▶ _EXTRAIT DU TEXTE_
· · · · ·

Modification de la pratique en matière de taux d'intérêt pour les prêts entre personnes proches : de nouvelles exigences

Le 17 juillet 2024, le Tribunal fédéral a pris une décision qui fera date dans l'arrêt 9C_690/2022. La question portait sur l'application correcte des taux d'intérêt dits « safe harbour » pour les prêts entre personnes proches. Après qu'un contribuable se soit écarté des taux d'intérêt « safe harbour » publiés par l’Administration Fédérale des Contributions (« AFC »), l'affaire a été portée jusqu’à la dernière instance.

État de fait 

Une filiale étrangère d’un groupe a accordé à un établissement stable suisse d'une autre filiale du groupe un prêt non garanti d'un montant de CHF 500 millions à un taux d'intérêt de 2,5 % et une ligne de crédit en compte courant d'un montant de CHF 500 millions à un taux d'intérêt de 3,0 %. Dans le cadre de la taxation de l'impôt fédéral direct ainsi que des impôts cantonaux et communaux de Zurich, l’administration fiscale cantonale de Zurich a considéré que ces taux d'intérêt n'étaient pas conformes au principe de pleine concurrence et n'a accepté que 1,08 %. Le Tribunal administratif du canton de Zurich a certes également considéré que les taux d'intérêt n'étaient pas conformes au principe de pleine concurrence, mais il n'a procédé qu'à un ajustement correspondant à la différence avec les taux d'intérêt maximaux fixés dans la circulaire annuelle de l'AFC sur les taux d'intérêt (1,5 % et 2,0 % pour les périodes fiscales concernées). 

En substance, le Tribunal fédéral précise que les contribuables qui s'écartent des taux d'intérêt dits « safe harbour » ne bénéficient plus de la protection de la circulaire de l'AFC s'ils ne peuvent pas apporter la preuve que le taux d'intérêt est conforme au marché. Dans de tels cas, l'administration fiscale est autorisée à déterminer un taux d'intérêt conforme au marché, qui peut même être inférieur au taux d'intérêt maximum autorisé (« safe harbour ». Cette décision augmente le risque fiscal lié aux prêts entre personnes proches lorsque les taux d'intérêt convenus diffèrent des taux d’intérêt « safe harbour » de l'AFC.

· · · · ·

▶ _EXERCICES À FAIRE_
1. Recopiez l'extrait sur les taux d'intérêt depuis « Modification de la » jusqu'à « la dernière instance. » inclus.
2. Comptez les lignes de la liste qui contiennent la chaîne « cleat », en tenant compte des majuscules et minuscules, et donnez seulement ce nombre.
La liste qui suit n'a aucun lien avec l'extrait sur les taux d'intérêt.

· · · · ·

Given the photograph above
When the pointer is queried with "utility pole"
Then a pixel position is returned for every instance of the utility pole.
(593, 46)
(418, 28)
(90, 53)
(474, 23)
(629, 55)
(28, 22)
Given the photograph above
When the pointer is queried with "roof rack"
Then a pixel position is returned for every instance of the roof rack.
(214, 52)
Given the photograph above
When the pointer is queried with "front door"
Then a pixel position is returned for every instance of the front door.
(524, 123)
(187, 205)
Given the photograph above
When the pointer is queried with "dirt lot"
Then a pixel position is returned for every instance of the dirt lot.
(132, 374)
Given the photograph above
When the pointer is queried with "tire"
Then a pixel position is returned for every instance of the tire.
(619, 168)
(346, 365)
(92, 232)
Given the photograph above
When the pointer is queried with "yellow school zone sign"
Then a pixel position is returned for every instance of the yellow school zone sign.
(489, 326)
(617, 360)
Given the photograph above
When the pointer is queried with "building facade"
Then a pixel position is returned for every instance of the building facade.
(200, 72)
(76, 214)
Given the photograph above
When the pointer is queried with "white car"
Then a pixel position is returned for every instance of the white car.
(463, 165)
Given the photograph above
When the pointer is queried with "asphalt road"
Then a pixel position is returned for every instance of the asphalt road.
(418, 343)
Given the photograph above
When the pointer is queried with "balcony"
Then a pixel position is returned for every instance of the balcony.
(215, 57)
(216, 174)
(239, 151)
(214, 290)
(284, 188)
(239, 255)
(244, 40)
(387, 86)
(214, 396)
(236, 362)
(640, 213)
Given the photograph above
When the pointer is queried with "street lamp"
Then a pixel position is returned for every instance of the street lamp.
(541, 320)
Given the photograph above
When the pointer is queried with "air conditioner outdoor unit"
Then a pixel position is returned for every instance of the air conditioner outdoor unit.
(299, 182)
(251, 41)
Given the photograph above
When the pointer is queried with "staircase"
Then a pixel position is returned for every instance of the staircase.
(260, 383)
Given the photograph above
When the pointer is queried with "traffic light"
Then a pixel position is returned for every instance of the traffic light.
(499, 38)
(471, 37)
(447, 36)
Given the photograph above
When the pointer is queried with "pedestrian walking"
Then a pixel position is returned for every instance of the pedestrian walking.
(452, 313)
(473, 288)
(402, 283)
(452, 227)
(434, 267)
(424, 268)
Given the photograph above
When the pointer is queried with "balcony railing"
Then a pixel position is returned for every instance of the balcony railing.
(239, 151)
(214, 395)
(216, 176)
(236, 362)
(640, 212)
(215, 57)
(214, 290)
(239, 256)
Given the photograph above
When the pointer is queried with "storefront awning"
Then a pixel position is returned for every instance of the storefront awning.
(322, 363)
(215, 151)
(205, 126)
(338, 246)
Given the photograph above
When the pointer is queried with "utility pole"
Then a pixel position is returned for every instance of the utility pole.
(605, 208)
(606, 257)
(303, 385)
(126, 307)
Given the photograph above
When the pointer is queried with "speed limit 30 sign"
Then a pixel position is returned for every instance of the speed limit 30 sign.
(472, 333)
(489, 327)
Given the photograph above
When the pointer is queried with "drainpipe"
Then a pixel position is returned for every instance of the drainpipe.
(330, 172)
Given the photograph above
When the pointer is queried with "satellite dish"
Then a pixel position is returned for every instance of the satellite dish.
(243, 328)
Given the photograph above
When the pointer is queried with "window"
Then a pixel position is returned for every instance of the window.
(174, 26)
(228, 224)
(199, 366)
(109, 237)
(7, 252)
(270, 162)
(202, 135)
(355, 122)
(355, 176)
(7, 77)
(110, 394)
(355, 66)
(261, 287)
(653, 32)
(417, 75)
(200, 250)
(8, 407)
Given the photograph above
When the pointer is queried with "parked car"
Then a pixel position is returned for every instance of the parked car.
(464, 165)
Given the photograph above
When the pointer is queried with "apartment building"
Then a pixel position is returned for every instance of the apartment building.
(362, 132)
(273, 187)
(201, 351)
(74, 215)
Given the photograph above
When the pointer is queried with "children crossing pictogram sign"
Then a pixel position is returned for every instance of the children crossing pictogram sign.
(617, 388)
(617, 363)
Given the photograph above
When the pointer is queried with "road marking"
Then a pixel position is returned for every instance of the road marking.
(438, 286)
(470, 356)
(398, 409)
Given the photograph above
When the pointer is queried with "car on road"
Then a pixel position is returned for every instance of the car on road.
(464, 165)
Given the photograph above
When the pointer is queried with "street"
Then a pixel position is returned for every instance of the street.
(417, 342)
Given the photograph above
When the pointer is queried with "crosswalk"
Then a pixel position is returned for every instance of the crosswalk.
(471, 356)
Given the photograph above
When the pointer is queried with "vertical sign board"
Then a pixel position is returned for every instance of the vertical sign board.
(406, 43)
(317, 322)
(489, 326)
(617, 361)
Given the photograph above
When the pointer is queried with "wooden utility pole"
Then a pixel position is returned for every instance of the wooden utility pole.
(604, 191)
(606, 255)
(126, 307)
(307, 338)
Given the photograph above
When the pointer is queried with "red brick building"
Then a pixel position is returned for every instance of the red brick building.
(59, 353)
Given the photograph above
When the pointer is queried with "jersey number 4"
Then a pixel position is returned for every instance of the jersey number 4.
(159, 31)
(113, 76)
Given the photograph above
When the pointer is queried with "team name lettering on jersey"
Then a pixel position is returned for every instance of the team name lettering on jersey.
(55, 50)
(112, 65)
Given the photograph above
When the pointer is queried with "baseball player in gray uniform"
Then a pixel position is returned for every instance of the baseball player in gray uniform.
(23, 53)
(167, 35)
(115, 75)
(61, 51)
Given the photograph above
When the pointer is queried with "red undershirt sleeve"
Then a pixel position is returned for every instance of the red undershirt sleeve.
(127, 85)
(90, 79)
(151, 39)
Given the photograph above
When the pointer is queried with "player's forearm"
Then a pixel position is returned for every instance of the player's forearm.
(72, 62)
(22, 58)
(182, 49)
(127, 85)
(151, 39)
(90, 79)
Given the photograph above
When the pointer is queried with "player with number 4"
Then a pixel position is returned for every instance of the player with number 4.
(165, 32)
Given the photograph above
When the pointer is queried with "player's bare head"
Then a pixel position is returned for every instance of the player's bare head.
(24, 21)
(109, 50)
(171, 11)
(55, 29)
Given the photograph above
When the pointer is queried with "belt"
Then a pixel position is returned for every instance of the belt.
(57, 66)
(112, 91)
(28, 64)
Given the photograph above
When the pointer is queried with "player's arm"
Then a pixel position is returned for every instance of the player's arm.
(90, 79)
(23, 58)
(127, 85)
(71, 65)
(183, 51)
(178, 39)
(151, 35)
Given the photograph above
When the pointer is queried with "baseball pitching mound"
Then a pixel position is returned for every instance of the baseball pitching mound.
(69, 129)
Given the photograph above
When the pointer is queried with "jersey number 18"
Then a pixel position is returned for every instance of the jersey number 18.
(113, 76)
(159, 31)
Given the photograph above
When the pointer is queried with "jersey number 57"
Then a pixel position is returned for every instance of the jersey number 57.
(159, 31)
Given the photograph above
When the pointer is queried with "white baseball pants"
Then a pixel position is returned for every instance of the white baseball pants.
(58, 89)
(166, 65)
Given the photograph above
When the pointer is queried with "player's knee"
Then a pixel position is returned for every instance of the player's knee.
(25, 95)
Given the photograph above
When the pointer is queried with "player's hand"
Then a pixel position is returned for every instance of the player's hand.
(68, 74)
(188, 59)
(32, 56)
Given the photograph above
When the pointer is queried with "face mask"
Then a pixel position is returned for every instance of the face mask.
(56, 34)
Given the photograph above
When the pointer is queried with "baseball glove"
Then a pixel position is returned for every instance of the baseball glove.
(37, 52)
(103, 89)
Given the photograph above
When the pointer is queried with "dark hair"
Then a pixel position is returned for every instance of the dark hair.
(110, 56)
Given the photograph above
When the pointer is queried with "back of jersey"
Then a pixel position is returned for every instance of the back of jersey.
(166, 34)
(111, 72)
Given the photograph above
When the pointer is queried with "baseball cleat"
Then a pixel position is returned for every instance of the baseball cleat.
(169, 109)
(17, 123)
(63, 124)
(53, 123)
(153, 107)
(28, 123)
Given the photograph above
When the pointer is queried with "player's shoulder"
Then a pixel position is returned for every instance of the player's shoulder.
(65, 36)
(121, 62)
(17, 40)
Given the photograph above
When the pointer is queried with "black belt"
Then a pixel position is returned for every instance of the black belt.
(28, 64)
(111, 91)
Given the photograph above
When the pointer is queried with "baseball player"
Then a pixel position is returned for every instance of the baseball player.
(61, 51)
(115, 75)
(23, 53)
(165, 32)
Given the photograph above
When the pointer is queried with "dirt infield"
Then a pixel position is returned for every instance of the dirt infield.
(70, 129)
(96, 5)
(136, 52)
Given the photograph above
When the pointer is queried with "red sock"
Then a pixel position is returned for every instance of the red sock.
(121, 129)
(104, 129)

· · · · ·

▶ _CORRIGÉS_
1.
Modification de la pratique en matière de taux d'intérêt pour les prêts entre personnes proches : de nouvelles exigences

Le 17 juillet 2024, le Tribunal fédéral a pris une décision qui fera date dans l'arrêt 9C_690/2022. La question portait sur l'application correcte des taux d'intérêt dits « safe harbour » pour les prêts entre personnes proches. Après qu'un contribuable se soit écarté des taux d'intérêt « safe harbour » publiés par l’Administration Fédérale des Contributions (« AFC »), l'affaire a été portée jusqu’à la dernière instance.

2. 2